- [Problem to work on]
Filter the data below, keeping each line that contains the string "fence", and copy those lines out in full. The match is case-sensitive.

START

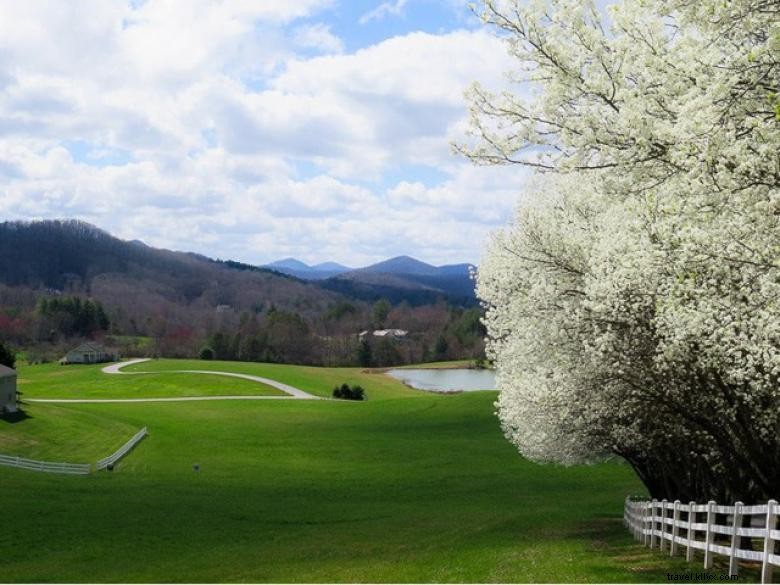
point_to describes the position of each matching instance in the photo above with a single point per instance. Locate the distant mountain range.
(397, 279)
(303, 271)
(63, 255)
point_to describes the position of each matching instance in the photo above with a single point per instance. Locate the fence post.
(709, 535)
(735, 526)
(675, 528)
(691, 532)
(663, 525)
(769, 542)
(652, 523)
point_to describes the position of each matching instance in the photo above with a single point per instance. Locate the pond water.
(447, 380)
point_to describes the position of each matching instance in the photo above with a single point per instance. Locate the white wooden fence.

END
START

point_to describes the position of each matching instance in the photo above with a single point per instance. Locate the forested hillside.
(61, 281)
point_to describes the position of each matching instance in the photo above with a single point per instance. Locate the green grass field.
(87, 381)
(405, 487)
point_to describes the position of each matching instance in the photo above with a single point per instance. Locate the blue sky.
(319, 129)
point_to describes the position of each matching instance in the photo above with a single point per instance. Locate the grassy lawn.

END

- [Solution to this task]
point_to describes the position of each matching instance in the photo above with a single point per instance. Locate the fence post.
point_to describes the position of each matching instance in the photo above with a single point per instance. Locate the white wooden fence.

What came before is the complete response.